- [DATA FOR THIS TASK]

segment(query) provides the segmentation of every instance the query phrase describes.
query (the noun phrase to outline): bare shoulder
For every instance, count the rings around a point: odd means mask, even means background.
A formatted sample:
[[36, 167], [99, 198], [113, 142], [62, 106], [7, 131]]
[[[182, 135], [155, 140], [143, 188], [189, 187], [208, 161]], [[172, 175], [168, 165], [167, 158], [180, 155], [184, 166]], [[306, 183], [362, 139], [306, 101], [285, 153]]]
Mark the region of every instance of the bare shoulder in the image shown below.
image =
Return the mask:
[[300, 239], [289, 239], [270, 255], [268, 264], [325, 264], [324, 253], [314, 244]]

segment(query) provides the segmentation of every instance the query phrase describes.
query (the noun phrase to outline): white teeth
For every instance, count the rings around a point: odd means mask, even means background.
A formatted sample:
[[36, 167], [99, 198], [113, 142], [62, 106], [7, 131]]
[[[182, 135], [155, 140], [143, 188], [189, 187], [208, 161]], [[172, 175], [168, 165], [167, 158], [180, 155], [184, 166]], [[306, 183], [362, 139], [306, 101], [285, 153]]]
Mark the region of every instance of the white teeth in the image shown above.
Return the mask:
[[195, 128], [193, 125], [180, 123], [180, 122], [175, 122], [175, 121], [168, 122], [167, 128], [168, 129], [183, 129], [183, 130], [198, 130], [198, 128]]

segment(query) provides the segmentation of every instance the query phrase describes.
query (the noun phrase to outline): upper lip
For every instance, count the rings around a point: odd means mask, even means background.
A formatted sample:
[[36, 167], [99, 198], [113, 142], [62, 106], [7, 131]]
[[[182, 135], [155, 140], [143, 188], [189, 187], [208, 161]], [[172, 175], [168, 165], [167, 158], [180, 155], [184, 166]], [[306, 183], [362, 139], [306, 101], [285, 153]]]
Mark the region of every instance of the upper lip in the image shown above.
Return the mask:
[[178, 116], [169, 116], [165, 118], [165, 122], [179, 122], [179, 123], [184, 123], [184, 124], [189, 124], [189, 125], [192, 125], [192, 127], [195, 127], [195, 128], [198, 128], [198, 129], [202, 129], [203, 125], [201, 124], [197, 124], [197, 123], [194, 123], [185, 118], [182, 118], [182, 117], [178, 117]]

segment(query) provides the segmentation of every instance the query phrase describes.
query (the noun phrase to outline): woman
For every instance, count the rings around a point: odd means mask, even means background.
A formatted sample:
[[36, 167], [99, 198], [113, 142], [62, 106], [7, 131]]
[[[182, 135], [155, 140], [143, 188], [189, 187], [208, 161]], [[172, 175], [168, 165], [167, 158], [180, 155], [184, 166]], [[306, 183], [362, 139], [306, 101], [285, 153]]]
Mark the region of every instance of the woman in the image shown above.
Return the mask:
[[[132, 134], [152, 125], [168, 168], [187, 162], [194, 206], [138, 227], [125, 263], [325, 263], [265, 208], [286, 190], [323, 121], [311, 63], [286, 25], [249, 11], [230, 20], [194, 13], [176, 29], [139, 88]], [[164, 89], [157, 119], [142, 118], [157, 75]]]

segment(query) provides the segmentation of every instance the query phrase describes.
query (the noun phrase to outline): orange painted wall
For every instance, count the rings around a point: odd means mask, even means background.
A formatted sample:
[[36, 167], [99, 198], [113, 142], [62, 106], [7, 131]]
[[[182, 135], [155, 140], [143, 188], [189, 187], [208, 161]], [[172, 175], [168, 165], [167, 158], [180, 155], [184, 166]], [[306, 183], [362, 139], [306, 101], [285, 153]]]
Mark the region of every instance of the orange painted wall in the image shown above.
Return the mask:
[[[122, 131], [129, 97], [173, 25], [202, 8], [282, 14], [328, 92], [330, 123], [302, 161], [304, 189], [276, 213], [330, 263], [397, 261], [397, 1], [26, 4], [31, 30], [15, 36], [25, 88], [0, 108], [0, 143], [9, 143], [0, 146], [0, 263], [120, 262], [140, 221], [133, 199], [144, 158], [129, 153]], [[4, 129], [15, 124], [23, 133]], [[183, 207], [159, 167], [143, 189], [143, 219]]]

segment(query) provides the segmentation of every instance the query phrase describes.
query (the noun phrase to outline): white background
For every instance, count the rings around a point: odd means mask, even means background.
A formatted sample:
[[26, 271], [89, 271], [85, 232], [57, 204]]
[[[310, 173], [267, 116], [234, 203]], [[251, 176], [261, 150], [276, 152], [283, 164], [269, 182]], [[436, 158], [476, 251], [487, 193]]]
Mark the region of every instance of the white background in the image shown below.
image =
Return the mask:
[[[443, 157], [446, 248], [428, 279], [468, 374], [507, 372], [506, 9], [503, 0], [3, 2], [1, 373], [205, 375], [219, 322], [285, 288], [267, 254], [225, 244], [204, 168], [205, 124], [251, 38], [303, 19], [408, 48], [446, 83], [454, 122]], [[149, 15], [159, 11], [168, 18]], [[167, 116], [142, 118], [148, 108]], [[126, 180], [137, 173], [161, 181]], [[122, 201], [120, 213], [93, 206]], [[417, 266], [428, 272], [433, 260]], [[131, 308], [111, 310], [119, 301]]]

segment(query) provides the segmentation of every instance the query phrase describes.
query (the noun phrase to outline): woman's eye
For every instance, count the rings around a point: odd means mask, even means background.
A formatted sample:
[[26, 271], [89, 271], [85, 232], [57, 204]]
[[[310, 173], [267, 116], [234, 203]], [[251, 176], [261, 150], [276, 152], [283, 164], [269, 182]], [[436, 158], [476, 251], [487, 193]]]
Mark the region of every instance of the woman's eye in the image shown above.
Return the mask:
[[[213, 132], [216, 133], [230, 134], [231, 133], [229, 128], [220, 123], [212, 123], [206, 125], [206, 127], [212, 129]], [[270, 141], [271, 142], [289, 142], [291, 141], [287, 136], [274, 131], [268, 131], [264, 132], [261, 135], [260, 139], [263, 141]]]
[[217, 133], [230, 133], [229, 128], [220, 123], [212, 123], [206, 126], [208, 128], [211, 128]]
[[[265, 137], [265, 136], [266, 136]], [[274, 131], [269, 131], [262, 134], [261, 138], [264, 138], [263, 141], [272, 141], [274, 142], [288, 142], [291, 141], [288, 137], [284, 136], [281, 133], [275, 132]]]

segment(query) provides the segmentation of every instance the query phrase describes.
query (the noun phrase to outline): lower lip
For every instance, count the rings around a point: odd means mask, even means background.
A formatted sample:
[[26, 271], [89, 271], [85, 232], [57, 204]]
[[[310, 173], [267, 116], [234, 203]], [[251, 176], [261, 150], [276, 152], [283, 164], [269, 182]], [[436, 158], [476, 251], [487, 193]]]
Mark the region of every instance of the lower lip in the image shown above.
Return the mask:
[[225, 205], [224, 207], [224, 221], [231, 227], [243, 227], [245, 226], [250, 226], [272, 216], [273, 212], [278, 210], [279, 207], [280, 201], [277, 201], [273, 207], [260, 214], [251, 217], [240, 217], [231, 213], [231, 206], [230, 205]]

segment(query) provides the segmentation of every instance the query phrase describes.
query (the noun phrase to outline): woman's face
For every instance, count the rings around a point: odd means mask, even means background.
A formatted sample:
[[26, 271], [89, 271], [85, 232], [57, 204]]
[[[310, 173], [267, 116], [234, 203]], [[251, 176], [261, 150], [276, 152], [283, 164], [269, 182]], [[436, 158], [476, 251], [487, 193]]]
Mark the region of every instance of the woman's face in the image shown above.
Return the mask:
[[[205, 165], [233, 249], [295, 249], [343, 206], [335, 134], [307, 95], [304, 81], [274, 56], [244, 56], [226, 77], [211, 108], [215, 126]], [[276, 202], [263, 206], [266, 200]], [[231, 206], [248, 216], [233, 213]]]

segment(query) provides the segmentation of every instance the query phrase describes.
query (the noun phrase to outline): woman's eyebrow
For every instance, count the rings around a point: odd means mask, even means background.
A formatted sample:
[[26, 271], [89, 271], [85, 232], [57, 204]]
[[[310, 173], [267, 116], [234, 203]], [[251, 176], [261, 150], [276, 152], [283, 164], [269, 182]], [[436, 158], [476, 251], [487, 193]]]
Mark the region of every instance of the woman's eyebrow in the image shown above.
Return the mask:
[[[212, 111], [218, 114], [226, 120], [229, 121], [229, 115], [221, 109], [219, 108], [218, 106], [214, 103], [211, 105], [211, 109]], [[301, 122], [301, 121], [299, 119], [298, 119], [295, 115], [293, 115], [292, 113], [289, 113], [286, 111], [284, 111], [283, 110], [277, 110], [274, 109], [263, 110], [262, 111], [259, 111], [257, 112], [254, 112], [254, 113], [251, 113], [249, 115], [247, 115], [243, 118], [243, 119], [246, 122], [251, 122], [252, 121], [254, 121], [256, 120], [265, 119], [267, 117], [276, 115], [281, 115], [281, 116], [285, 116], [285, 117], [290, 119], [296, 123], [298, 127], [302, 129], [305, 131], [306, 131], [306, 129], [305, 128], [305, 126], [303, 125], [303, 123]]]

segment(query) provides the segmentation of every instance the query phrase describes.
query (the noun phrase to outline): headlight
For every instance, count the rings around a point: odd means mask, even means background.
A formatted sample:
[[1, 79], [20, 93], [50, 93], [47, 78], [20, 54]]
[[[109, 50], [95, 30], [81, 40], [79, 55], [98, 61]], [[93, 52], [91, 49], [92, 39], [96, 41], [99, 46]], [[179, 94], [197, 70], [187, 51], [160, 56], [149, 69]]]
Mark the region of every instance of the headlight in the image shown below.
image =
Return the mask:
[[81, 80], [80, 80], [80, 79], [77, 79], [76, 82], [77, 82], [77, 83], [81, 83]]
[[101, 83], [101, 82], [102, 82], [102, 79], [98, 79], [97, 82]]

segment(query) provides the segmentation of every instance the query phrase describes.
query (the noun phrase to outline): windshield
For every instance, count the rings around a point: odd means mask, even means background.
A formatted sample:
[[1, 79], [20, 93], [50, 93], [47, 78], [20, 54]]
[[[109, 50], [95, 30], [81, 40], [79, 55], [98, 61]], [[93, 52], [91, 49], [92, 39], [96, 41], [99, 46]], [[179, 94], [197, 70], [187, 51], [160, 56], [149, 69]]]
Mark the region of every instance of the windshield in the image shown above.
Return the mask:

--

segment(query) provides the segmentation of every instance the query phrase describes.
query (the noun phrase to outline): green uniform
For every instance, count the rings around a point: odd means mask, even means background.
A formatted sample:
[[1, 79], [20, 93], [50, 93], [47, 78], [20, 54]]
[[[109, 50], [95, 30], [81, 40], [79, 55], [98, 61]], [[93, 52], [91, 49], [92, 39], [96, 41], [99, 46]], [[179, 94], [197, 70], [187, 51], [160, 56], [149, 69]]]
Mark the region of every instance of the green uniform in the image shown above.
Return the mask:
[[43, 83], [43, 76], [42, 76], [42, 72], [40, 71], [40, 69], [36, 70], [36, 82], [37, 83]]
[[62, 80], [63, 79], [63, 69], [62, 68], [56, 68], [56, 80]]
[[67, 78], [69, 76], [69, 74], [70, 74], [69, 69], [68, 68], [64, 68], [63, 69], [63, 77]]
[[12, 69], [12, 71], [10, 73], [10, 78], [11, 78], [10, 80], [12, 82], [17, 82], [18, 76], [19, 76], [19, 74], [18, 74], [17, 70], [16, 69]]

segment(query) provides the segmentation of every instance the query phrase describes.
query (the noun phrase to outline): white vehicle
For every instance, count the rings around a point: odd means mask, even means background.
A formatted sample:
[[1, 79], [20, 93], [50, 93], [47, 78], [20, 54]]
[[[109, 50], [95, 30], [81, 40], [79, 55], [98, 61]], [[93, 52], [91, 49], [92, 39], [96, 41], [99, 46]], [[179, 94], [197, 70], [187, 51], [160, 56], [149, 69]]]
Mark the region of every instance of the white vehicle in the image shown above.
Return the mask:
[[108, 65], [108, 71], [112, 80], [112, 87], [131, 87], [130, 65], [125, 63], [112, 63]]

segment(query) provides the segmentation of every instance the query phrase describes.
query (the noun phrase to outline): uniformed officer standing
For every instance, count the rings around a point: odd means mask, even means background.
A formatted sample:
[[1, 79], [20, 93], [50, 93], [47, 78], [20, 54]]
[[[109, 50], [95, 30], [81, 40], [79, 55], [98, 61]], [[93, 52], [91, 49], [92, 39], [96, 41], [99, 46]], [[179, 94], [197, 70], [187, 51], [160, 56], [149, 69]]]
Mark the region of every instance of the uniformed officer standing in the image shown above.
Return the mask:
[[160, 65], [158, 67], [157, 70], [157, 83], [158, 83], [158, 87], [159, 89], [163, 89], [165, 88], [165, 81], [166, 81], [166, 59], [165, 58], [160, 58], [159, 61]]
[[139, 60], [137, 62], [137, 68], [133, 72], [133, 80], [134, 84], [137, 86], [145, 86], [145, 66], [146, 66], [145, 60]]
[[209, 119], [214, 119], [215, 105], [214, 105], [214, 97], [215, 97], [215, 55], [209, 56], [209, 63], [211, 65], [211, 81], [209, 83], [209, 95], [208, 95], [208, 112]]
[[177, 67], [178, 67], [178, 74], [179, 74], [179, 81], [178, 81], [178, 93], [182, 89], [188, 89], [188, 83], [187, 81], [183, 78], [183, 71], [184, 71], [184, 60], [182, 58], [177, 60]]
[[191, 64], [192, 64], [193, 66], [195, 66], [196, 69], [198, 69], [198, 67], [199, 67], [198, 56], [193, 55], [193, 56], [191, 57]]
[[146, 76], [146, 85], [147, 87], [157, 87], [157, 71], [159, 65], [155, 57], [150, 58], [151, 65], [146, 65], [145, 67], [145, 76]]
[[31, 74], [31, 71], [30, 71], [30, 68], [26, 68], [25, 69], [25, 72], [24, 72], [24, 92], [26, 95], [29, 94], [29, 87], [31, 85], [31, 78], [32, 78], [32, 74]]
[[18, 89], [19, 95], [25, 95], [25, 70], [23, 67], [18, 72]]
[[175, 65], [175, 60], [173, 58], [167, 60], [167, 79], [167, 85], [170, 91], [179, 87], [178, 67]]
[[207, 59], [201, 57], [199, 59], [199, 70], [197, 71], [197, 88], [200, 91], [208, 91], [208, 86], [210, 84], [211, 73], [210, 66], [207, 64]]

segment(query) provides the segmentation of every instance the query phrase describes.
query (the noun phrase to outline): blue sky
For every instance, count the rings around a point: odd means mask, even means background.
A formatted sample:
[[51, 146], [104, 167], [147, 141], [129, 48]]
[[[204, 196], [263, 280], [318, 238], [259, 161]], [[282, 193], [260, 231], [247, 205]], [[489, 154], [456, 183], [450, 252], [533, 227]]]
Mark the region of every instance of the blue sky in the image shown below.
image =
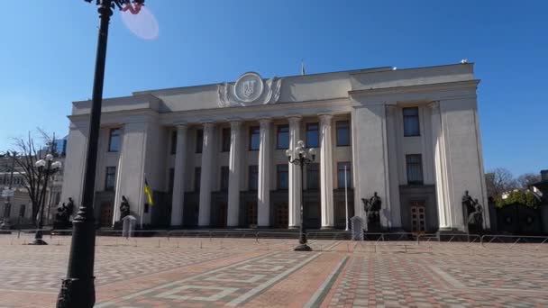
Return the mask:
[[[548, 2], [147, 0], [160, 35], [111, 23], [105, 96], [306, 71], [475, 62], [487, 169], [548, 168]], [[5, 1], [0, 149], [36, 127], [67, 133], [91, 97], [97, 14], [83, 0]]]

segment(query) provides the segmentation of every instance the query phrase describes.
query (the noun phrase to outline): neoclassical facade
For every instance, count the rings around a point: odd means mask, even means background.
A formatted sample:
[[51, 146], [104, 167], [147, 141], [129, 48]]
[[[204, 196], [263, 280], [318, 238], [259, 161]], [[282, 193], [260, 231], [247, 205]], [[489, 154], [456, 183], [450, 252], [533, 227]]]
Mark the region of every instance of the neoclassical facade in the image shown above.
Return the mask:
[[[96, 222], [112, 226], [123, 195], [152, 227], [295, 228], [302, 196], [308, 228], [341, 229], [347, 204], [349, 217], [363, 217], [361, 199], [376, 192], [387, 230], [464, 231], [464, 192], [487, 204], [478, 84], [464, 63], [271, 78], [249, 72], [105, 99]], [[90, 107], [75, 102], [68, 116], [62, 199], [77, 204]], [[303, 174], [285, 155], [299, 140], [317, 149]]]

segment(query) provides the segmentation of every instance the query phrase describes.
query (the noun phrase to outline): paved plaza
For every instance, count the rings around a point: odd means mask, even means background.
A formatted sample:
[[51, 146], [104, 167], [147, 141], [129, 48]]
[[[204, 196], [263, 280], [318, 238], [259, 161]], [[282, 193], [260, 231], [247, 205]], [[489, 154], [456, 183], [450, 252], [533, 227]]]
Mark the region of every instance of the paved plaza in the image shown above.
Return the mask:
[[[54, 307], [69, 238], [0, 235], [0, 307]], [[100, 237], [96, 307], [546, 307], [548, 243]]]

---

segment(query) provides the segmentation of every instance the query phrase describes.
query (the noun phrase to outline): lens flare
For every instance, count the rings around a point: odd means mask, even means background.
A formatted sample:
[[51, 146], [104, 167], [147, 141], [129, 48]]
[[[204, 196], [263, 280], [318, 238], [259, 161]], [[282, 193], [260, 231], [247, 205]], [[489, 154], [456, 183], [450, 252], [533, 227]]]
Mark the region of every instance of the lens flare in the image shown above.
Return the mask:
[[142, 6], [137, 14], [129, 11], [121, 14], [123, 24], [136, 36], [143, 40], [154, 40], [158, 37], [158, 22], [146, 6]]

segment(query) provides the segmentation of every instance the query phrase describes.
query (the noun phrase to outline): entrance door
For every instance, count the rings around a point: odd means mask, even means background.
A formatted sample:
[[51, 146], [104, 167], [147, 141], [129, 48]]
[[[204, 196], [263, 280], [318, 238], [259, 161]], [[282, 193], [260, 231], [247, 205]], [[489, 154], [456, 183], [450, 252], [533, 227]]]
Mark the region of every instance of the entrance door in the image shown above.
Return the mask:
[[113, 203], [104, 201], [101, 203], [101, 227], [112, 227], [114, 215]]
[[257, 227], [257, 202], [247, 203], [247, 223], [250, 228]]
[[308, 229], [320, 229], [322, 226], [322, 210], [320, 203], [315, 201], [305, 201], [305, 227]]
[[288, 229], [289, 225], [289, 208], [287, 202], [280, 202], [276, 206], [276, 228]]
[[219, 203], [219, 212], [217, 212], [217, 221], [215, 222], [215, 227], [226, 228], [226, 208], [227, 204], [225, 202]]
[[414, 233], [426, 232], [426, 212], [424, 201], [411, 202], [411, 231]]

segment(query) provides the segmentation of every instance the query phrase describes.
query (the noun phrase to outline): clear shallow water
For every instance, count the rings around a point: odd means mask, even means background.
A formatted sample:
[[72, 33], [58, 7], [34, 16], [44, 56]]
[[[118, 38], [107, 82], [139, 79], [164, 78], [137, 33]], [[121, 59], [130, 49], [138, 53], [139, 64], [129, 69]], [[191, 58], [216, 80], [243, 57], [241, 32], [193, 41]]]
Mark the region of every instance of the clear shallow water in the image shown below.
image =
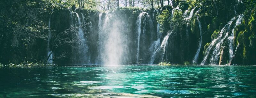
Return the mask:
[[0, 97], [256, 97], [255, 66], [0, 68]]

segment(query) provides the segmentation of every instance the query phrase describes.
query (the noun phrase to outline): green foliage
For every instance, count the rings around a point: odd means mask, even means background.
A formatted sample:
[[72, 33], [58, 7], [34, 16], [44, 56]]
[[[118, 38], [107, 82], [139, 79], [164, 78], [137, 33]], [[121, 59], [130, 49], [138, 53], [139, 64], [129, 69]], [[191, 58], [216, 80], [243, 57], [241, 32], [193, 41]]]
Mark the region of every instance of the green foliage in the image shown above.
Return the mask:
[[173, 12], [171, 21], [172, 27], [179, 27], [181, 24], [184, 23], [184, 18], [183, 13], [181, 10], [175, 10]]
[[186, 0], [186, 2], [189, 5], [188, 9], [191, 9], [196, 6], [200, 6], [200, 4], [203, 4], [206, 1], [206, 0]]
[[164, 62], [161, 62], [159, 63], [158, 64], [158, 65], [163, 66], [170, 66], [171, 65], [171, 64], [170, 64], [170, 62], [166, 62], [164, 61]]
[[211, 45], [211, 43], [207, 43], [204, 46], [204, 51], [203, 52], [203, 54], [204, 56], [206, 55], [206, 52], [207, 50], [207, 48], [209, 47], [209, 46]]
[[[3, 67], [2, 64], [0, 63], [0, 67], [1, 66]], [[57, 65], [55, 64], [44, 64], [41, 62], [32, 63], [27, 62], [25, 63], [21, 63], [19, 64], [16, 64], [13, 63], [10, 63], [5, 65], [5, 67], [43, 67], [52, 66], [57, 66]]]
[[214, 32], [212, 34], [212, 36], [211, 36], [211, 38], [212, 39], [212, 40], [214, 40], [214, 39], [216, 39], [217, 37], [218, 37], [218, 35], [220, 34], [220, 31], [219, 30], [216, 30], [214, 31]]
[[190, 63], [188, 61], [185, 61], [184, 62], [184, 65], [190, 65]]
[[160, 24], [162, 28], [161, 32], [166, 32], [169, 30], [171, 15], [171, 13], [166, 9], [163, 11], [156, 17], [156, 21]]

- [WHAT IS BEING ASKED]
Report every line in the blocks above that contains the string "neoclassical", copying each one in full. Case counts.

- [SOLUTION FOR THIS TASK]
query (the noun phrase to outline): neoclassical facade
Mark the region of every instance of the neoclassical facade in the image shown above.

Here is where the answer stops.